(Recorded data)

* * *

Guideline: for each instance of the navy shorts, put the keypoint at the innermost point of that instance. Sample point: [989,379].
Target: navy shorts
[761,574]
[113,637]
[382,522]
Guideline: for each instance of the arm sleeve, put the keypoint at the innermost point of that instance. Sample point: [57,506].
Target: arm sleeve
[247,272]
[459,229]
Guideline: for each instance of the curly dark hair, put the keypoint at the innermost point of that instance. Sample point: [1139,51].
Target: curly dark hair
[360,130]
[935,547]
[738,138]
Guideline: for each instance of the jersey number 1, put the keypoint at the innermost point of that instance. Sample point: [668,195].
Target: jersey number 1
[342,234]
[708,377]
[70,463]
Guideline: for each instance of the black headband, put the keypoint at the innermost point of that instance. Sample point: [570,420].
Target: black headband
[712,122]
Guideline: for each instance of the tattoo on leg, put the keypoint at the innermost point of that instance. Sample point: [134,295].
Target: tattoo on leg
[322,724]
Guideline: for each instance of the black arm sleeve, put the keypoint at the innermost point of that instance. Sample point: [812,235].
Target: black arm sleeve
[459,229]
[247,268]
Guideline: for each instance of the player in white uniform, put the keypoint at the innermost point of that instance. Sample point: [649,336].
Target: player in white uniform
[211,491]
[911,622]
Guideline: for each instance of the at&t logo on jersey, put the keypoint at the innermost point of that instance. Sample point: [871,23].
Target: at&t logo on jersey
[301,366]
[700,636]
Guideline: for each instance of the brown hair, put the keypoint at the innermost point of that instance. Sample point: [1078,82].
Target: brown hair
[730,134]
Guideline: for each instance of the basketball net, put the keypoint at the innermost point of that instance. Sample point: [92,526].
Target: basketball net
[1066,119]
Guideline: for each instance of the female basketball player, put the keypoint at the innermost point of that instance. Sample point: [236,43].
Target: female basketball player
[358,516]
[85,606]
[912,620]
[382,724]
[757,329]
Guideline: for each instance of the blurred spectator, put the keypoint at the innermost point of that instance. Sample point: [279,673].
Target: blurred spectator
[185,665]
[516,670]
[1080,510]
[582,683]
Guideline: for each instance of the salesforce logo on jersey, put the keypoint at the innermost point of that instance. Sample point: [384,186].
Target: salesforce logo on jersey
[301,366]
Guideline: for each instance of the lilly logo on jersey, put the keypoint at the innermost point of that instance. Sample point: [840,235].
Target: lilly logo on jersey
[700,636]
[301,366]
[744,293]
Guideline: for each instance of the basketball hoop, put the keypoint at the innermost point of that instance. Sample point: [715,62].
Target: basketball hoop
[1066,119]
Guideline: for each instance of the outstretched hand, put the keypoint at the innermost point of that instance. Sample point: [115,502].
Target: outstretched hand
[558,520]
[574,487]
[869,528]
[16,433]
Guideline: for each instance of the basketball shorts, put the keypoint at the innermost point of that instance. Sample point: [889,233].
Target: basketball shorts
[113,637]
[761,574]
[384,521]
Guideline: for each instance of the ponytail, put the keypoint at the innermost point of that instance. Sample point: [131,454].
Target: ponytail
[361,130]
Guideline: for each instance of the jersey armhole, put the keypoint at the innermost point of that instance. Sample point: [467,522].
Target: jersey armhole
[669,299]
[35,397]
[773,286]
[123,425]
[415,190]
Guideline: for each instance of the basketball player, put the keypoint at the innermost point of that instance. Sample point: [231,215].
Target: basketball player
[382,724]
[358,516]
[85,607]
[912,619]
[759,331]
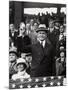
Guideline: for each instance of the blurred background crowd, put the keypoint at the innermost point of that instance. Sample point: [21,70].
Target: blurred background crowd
[26,34]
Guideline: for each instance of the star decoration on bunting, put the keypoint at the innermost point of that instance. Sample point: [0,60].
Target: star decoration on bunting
[44,79]
[29,86]
[44,85]
[29,79]
[58,83]
[51,83]
[36,80]
[21,86]
[36,86]
[52,77]
[59,77]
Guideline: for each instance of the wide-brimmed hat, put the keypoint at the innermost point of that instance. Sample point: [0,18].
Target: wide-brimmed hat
[21,61]
[13,50]
[42,27]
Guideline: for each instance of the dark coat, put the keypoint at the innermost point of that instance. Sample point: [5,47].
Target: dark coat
[42,63]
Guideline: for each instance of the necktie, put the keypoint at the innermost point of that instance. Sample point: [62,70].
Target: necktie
[42,43]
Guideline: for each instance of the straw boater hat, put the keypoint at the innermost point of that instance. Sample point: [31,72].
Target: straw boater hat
[21,61]
[42,27]
[13,50]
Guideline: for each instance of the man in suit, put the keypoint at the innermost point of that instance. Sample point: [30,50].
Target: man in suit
[43,63]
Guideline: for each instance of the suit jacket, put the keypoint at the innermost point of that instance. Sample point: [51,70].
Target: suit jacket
[42,63]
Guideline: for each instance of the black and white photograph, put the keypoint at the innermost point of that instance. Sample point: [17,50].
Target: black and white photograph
[37,44]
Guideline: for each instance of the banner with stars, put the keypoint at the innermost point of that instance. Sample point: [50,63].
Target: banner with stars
[36,82]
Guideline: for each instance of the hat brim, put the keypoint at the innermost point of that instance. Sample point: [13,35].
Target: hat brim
[42,29]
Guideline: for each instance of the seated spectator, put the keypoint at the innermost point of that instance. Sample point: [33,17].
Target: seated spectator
[61,63]
[21,70]
[12,61]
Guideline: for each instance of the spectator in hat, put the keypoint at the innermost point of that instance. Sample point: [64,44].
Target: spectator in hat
[28,60]
[22,39]
[13,33]
[12,60]
[42,63]
[61,63]
[21,70]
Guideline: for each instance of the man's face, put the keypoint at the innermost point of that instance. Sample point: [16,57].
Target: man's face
[41,35]
[11,27]
[29,58]
[12,57]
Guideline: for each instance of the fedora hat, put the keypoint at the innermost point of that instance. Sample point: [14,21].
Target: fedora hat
[42,27]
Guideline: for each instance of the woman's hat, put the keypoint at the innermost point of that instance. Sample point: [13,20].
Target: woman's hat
[42,27]
[21,61]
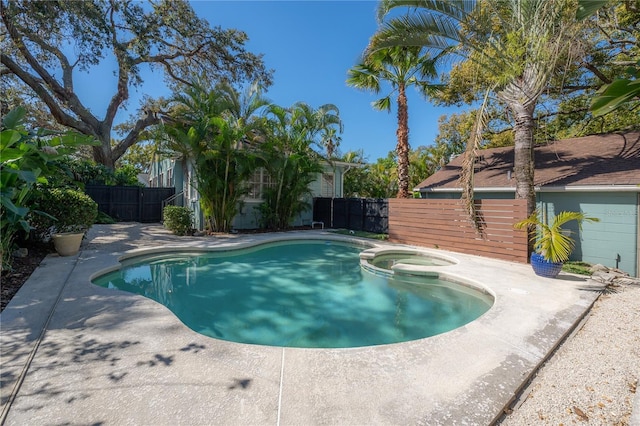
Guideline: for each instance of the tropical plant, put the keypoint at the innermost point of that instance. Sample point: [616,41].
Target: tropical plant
[551,241]
[619,92]
[290,161]
[27,159]
[216,130]
[514,46]
[402,67]
[163,35]
[178,219]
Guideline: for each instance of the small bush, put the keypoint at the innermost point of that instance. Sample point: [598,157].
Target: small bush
[62,210]
[178,219]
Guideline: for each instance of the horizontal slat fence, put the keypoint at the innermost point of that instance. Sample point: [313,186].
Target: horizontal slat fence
[444,224]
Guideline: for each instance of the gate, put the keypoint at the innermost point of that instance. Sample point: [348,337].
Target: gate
[358,214]
[130,203]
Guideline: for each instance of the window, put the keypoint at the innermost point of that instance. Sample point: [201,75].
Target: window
[327,188]
[258,183]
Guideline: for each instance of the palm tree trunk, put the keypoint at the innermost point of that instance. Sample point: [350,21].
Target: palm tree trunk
[402,148]
[523,160]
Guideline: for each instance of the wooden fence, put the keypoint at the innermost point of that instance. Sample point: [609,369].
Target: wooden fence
[130,203]
[444,224]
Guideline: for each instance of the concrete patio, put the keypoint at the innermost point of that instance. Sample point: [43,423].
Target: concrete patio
[75,353]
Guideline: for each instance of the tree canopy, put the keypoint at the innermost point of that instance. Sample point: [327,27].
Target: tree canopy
[45,45]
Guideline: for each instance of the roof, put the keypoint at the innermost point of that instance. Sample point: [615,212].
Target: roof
[597,160]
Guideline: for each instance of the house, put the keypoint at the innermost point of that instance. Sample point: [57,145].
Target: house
[598,175]
[178,173]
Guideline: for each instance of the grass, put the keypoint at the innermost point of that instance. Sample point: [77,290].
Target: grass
[581,268]
[362,234]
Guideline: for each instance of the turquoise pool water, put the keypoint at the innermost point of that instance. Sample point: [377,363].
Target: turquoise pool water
[310,294]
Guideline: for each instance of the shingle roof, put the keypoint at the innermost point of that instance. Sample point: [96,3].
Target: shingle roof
[610,159]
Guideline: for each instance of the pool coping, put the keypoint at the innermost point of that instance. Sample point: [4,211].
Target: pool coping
[73,352]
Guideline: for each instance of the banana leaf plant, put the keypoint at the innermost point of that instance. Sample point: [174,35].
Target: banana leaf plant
[551,241]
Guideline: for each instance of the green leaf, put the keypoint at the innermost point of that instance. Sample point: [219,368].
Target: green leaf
[587,8]
[7,138]
[614,95]
[13,119]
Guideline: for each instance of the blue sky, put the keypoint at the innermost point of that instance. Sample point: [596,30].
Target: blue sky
[311,45]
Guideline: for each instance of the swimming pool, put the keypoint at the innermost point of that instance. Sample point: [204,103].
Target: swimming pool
[303,293]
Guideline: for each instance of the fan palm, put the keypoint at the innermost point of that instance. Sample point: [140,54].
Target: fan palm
[209,128]
[515,44]
[551,241]
[402,67]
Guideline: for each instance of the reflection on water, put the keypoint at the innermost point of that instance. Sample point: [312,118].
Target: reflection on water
[298,294]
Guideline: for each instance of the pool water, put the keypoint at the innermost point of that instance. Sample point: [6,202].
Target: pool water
[310,294]
[387,261]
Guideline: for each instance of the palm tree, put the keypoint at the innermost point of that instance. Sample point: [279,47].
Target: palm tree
[515,44]
[289,159]
[401,66]
[213,129]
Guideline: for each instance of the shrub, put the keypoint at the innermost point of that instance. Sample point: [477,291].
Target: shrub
[178,219]
[62,210]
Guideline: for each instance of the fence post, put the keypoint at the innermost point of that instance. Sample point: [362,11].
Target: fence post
[140,204]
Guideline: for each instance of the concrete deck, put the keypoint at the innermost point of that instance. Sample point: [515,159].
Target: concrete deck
[75,353]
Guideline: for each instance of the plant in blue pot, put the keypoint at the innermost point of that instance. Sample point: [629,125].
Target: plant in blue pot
[552,244]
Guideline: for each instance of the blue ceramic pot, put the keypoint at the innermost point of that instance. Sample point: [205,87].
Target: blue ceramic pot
[543,267]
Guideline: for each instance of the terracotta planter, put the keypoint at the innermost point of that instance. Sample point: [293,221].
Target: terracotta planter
[67,243]
[543,267]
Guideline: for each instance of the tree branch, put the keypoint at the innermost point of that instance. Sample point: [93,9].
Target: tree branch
[149,119]
[66,97]
[57,112]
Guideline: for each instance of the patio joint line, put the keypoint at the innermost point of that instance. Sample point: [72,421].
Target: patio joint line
[36,346]
[280,390]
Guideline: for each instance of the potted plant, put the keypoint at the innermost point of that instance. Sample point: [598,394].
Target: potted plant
[64,215]
[552,244]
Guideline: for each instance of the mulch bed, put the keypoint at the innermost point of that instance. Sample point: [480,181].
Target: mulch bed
[21,270]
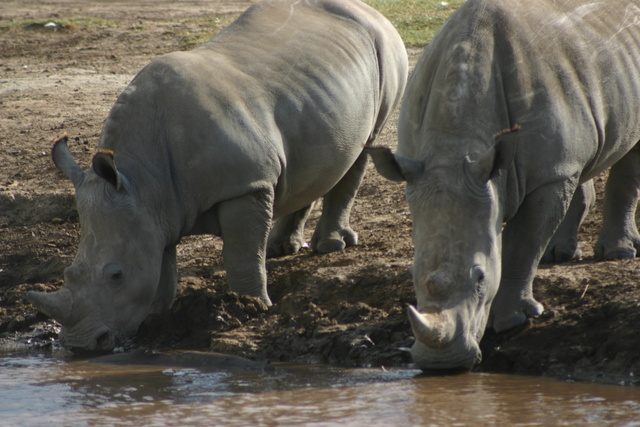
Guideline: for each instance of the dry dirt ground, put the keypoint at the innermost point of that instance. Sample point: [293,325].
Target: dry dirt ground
[346,308]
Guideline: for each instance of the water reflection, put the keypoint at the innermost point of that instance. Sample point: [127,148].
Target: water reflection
[43,390]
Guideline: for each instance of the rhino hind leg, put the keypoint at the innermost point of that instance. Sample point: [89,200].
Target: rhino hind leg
[564,244]
[333,232]
[287,235]
[619,238]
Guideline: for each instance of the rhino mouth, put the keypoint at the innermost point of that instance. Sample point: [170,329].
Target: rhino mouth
[102,341]
[459,356]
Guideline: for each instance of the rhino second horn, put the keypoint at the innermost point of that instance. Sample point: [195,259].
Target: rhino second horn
[434,330]
[55,304]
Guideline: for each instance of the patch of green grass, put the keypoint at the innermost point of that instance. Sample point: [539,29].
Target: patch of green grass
[417,21]
[58,24]
[206,27]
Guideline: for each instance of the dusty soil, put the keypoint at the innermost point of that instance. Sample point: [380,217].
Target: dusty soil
[346,308]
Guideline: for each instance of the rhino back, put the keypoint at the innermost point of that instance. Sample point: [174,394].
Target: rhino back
[567,72]
[270,101]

* * *

Beginning at the line where "Guideline: for each instance of the rhino second" appears, extract each line through the end of the data above; keep them exact and include nothing else.

Guideline: for each instance of the rhino second horn, put the keypoint at the innermost point of that instance. Sample point: [195,259].
Target: rhino second horn
[434,330]
[55,304]
Guideline: for each instance of the patch of green grass, put the keypoint at the innermost point of that instance. Sample point: [539,29].
Target: patch of green grass
[417,21]
[58,24]
[206,27]
Guideline: for each instance of the dusty soil, put the keypoint at the innermost point of that instance. Sample point: [380,217].
Target: dusty soil
[346,308]
Guideline: for each instance of the rhino back, put the keypoint at the innermost point of that instance. Sample point: [174,394].
Target: rhino back
[567,72]
[270,101]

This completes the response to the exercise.